# [Ausgewählte Textstelle]

################

Im Prolog des Stücks, im zweiten und dritten Akt tritt Oberth in drei verschiedenen Abschnitten seiner Biographie auf. Der Prolog spielt im Jahre 1917, während des Ersten Weltkriegs. Oberth ist 23 Jahre alt und Sanitäter in der k.u.k. Armee. Er beschäftigt sich autodidaktisch intensiv mit seinem Raketenprojekt und den Voraussetzungen des Raumflugs. Als ihn seine Braut Tila besucht, führt er eben in der Badewanne einen Selbstversuch zur Schwerelosigkeit durch und antwortet, auf das Experiment konzentriert, nur zerstreut auf ihre Fragen. Ein Postbote bringt die abschlägige Antwort der preußischen Heeresleitung auf Oberths Vorschlag, Raketen zu bauen, die, mit zehn Tonnen Sprengstoff bestückt, England treffen könnten. Begründet wird der negative Bescheid der Militärs mit dem Hinweis, es sei doch bekannt, dass Raketen bloß sieben Kilometer weit fliegen könnten. Oberths Braut zeigt sich über das Ansinnen Oberths, mit einer Erfindung ins Kriegsgeschehen einzugreifen, entsetzt: "Was haben uns Siebenbürgern die Engländer getan?" Oberth selber ist der Ansicht: "Waffen müssen so werden, dass wir Menschen sie nicht anwenden können. Dann hören wir auf mit Krieg, früher nie." Und mit der Logik von Verfechtern des heutigen "atomaren Gleichgewichts" folgert er: "Nur monströs bösartige Waffen, vor denen es keinen Schutz gibt, können uns monströs bösartige Menschen zum Frieden zwingen. Allein Angst humanisiert", wobei ihn gerade die Nachricht erreicht, sein Bruder sei am Isonzo gefallen.

################

# [Angezeigte Datensätze]
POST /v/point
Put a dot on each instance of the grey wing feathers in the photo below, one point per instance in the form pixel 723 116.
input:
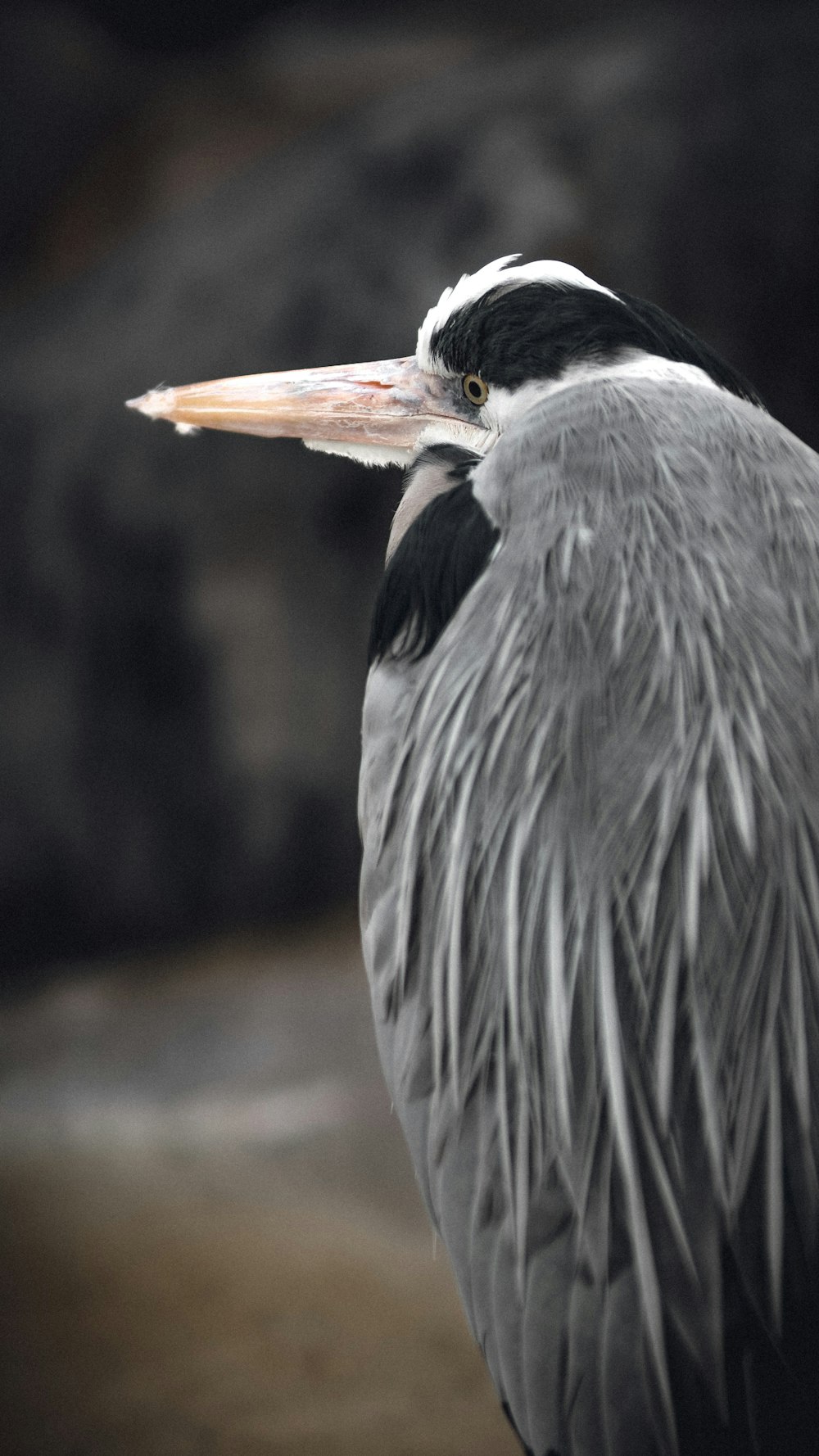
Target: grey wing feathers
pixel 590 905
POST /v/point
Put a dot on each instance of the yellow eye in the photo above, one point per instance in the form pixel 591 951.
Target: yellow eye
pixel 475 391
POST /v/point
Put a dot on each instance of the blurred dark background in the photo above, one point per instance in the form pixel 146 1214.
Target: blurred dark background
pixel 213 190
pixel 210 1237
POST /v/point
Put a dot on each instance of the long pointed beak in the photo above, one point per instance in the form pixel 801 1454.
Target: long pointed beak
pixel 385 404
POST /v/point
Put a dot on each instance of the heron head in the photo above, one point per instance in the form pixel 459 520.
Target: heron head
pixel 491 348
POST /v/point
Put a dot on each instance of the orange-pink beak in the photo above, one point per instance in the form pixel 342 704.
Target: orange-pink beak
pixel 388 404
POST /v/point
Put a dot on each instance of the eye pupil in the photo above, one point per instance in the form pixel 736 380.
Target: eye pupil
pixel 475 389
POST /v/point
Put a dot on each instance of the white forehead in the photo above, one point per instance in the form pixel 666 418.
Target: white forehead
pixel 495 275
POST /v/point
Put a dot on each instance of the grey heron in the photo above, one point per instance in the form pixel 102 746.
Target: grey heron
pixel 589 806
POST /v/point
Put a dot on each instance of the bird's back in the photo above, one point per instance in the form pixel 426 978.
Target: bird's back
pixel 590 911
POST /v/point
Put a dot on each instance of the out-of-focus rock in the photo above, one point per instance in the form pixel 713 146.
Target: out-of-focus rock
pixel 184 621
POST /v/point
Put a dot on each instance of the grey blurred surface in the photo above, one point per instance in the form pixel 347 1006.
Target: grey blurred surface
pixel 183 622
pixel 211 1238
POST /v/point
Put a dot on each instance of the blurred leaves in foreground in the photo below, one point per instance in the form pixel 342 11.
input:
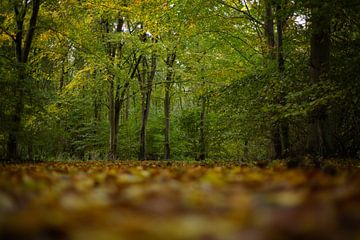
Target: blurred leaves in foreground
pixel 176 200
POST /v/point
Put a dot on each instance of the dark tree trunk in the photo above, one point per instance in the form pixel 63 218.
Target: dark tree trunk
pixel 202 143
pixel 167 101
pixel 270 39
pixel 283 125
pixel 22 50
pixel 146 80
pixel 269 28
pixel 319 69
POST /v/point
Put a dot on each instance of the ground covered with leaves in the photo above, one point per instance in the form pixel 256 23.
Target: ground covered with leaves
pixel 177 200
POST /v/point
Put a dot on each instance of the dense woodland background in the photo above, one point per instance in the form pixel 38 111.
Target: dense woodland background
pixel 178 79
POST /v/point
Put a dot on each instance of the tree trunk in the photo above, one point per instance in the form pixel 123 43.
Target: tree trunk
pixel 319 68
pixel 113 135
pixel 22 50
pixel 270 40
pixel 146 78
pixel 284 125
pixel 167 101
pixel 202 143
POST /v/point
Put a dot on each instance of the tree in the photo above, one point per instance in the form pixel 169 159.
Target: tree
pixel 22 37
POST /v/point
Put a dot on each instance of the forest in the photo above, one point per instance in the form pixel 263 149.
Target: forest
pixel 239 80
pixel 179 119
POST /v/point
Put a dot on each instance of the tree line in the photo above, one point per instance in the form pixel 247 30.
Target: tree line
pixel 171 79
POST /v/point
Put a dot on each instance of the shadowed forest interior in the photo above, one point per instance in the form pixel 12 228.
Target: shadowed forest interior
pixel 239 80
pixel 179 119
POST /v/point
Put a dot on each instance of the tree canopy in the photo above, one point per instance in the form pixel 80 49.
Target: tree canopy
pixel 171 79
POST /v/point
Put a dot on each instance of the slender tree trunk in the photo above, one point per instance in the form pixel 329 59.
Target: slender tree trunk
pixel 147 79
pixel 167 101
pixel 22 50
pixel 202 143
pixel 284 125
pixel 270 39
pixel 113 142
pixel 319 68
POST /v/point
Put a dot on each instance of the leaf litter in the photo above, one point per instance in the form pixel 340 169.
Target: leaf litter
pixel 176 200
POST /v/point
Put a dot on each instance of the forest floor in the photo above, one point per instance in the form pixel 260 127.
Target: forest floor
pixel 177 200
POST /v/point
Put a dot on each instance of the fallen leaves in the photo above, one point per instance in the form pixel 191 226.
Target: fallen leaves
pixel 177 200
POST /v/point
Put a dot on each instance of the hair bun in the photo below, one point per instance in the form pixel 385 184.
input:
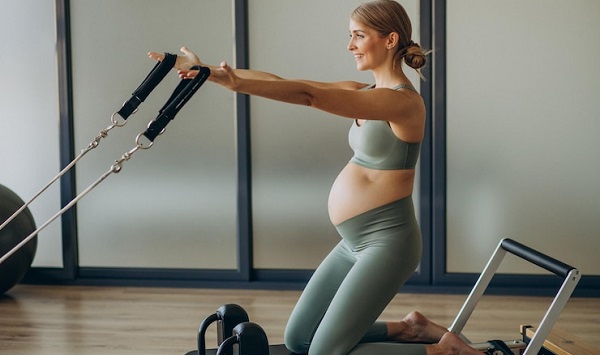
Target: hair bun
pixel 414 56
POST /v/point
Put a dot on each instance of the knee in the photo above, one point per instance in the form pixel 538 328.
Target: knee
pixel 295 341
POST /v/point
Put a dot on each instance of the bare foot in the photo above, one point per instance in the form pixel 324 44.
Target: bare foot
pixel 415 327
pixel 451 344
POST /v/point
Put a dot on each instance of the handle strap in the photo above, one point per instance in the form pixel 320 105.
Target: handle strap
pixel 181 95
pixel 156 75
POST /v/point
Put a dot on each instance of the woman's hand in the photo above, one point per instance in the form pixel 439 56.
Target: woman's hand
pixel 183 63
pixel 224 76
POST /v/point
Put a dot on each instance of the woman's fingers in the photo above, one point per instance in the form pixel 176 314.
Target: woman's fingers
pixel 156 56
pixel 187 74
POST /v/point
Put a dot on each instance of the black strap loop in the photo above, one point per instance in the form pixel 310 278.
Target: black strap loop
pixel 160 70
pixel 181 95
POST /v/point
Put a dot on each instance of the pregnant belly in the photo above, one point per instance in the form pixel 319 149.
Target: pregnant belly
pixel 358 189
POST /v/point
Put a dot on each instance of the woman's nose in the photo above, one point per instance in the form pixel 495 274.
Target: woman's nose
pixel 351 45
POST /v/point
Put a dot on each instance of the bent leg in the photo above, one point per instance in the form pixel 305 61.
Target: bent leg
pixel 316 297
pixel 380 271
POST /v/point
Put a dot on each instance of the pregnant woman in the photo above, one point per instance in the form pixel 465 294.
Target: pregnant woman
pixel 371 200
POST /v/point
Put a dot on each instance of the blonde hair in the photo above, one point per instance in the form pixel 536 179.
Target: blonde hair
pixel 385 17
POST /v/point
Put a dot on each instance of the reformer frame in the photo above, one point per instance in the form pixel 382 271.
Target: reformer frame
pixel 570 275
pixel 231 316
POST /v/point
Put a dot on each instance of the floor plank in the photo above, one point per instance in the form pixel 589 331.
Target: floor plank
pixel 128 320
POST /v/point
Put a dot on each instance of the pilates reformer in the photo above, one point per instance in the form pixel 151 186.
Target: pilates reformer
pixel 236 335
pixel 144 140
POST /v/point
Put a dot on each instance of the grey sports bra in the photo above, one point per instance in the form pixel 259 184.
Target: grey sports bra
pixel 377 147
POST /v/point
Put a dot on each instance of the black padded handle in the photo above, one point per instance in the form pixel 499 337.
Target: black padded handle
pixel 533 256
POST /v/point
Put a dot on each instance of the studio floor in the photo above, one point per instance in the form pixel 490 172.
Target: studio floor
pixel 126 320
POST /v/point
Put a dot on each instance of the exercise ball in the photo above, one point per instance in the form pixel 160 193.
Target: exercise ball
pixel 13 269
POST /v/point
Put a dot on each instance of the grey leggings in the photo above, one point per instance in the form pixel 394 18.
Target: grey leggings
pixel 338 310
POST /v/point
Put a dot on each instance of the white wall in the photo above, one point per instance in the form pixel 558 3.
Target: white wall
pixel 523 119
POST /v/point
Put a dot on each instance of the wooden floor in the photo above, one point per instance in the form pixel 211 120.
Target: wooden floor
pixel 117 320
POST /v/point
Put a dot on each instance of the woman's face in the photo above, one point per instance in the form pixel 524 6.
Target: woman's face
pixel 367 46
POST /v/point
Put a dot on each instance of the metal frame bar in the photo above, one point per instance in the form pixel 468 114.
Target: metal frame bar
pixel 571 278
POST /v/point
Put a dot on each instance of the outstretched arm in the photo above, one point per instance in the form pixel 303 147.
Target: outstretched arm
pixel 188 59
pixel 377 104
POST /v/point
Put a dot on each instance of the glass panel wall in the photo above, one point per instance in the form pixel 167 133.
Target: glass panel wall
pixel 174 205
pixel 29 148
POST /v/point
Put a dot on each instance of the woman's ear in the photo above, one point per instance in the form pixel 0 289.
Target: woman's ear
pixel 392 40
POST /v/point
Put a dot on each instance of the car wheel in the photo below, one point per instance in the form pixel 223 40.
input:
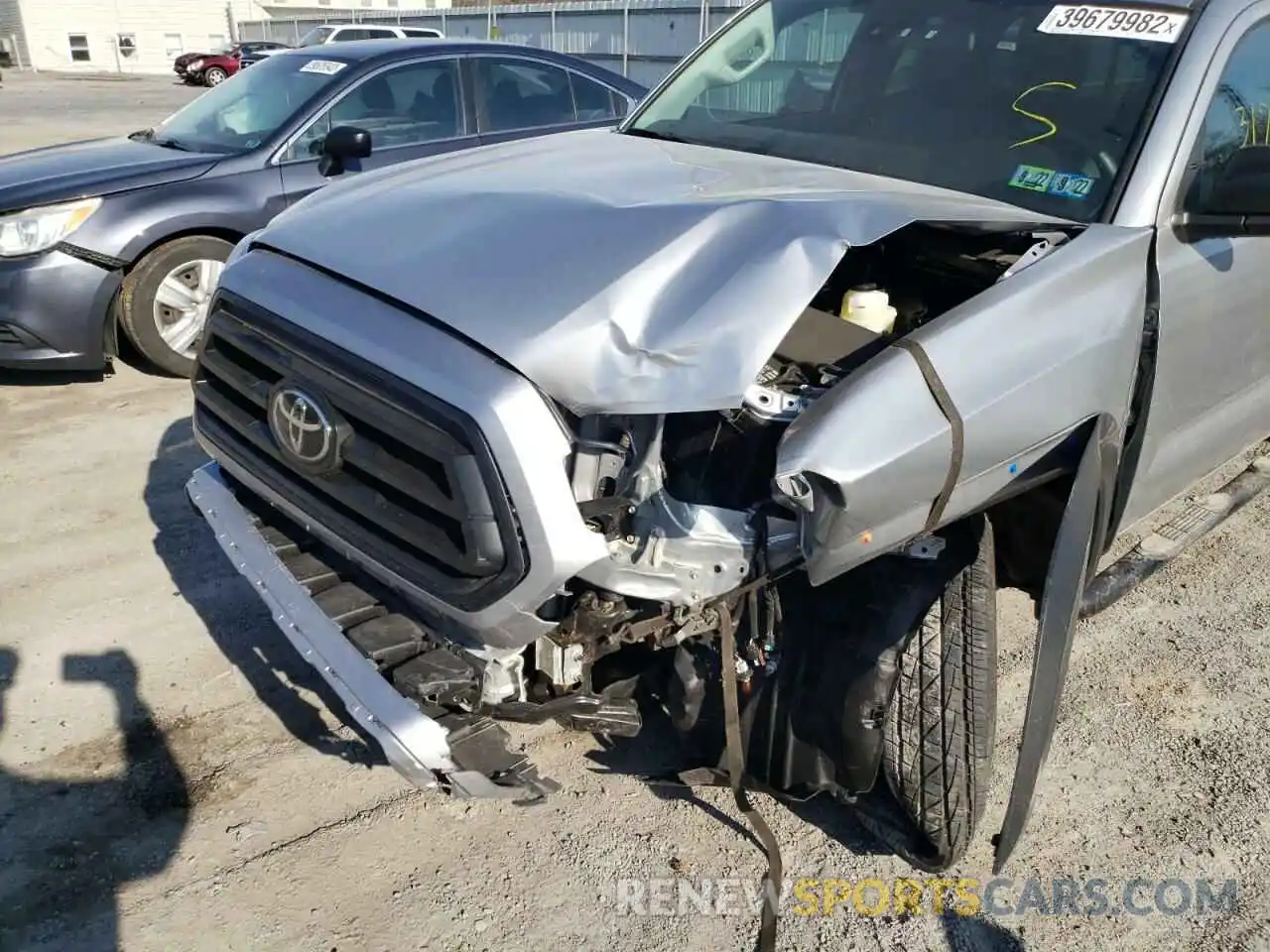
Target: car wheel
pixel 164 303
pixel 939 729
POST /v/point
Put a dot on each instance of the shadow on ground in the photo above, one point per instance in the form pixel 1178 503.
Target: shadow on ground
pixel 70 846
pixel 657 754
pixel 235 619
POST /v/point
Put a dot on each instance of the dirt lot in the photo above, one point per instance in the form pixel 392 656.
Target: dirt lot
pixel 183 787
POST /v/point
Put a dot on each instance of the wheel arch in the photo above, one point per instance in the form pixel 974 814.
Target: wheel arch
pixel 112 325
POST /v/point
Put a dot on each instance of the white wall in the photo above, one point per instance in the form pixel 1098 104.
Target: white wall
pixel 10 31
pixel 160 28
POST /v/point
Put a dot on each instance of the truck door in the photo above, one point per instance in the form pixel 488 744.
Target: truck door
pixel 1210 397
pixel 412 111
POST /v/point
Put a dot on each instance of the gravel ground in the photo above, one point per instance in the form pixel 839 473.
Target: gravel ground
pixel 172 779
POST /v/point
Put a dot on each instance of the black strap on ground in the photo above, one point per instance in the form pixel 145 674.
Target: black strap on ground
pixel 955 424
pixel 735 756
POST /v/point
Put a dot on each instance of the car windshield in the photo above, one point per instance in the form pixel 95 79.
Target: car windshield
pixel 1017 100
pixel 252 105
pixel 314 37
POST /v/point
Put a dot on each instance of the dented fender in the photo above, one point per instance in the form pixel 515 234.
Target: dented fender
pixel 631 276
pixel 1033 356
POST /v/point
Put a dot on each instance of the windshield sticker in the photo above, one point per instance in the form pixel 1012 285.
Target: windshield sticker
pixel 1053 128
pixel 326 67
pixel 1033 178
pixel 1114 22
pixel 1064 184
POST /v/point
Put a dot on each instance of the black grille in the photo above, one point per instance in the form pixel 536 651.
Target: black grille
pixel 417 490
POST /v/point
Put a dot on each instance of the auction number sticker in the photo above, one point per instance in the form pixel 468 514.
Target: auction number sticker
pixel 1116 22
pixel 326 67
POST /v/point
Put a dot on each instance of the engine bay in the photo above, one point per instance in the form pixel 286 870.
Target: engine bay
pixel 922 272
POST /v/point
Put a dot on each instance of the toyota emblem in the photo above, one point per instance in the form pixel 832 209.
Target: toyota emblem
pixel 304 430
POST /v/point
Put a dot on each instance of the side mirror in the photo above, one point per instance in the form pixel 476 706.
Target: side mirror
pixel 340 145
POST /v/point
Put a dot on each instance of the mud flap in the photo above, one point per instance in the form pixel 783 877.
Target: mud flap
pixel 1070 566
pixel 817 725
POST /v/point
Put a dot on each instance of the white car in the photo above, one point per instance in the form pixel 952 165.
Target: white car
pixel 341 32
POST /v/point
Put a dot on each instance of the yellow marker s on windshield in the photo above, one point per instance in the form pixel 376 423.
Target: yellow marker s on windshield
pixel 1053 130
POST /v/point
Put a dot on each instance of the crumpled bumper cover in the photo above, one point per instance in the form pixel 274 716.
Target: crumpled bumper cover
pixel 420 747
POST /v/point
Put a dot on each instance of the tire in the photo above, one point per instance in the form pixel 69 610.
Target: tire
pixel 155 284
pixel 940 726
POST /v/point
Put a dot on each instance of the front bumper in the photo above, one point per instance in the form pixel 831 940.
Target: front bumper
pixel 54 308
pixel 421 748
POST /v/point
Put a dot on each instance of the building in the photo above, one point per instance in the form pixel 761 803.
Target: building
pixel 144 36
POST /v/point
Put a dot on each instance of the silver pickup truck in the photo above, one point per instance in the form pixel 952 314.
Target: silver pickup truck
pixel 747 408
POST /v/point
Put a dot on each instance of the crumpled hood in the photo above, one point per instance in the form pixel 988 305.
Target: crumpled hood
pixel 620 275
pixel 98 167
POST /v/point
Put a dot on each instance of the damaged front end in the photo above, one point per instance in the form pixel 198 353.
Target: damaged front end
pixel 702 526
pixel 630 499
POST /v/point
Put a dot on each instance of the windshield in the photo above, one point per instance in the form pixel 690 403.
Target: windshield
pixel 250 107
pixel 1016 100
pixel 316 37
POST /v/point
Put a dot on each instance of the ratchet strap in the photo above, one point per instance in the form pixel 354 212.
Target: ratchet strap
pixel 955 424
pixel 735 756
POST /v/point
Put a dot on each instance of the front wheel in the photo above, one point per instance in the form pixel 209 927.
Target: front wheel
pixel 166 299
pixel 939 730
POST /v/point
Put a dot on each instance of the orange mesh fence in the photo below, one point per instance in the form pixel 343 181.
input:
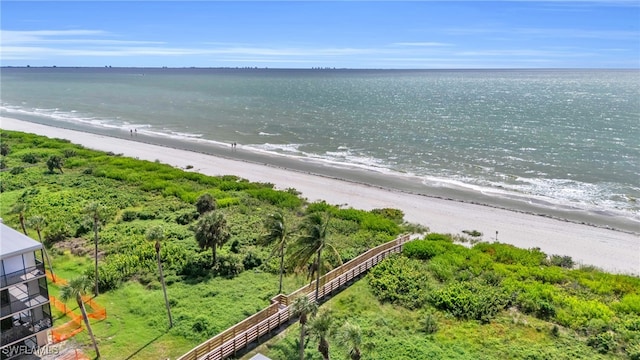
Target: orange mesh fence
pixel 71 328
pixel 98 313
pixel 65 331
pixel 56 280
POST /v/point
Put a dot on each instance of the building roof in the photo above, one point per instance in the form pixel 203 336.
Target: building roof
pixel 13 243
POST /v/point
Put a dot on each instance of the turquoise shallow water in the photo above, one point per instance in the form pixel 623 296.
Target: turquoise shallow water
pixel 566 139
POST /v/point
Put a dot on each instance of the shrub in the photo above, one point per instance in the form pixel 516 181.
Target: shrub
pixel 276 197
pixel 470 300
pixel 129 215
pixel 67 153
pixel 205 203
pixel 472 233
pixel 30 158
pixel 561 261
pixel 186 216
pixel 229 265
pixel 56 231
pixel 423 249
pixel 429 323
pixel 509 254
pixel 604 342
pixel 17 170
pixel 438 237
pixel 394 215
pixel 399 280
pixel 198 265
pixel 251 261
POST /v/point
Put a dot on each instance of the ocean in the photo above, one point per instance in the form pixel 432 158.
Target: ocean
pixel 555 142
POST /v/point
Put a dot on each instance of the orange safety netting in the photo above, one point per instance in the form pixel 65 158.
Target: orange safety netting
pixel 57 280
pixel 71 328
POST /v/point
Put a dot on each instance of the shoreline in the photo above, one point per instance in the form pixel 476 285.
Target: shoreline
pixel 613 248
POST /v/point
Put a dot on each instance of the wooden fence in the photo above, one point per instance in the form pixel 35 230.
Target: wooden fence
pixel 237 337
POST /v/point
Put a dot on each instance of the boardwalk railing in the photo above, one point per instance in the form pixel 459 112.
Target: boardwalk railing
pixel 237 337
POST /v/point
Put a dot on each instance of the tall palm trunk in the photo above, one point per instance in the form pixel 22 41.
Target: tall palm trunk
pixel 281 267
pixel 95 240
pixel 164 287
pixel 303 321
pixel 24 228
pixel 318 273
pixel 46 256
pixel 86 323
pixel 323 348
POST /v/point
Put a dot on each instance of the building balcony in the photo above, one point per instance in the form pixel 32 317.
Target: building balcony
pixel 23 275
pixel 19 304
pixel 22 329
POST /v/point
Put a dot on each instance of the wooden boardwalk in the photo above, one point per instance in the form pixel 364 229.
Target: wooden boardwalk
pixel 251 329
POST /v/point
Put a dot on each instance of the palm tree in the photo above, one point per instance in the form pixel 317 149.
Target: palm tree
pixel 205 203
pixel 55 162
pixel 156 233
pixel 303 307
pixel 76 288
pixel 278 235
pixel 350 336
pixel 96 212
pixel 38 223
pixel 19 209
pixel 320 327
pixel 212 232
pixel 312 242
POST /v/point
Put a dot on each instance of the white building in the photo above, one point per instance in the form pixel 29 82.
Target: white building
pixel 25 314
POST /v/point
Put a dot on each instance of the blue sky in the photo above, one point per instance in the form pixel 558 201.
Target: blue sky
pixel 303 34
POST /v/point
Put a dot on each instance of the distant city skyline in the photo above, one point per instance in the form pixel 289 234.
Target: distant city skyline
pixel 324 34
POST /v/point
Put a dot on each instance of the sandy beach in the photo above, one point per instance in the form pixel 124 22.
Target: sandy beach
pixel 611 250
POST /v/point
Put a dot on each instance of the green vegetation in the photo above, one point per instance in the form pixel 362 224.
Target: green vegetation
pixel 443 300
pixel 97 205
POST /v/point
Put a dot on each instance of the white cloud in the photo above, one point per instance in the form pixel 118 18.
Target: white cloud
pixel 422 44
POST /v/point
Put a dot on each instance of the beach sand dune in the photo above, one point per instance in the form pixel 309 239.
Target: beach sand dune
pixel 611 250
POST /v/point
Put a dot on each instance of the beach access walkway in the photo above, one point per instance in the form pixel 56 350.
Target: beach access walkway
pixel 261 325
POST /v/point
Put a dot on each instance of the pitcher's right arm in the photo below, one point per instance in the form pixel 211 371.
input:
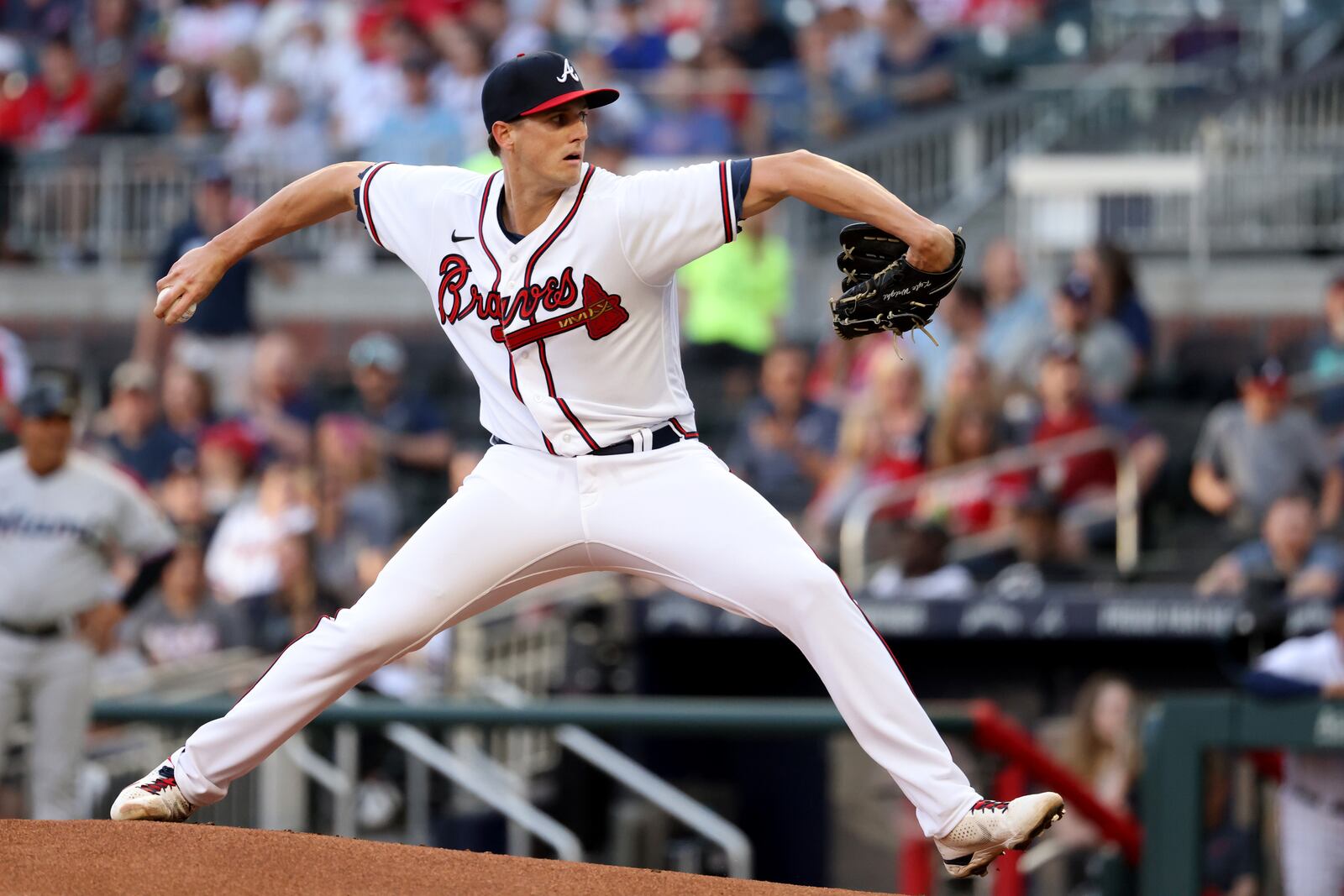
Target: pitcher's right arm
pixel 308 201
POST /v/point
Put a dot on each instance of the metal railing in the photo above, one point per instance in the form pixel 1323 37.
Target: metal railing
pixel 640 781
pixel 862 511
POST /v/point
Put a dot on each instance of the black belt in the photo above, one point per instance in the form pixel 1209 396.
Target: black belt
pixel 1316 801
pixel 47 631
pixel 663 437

################

# [Aufgabenstellung]
Womit begründet die preußische Heeresleitung laut der Textstelle über den Prolog des Stücks ihre Ablehnung von Oberths Raketenvorschlag?

# [Lösung]
Mit dem Hinweis, es sei doch bekannt, dass Raketen bloß sieben Kilometer weit fliegen könnten.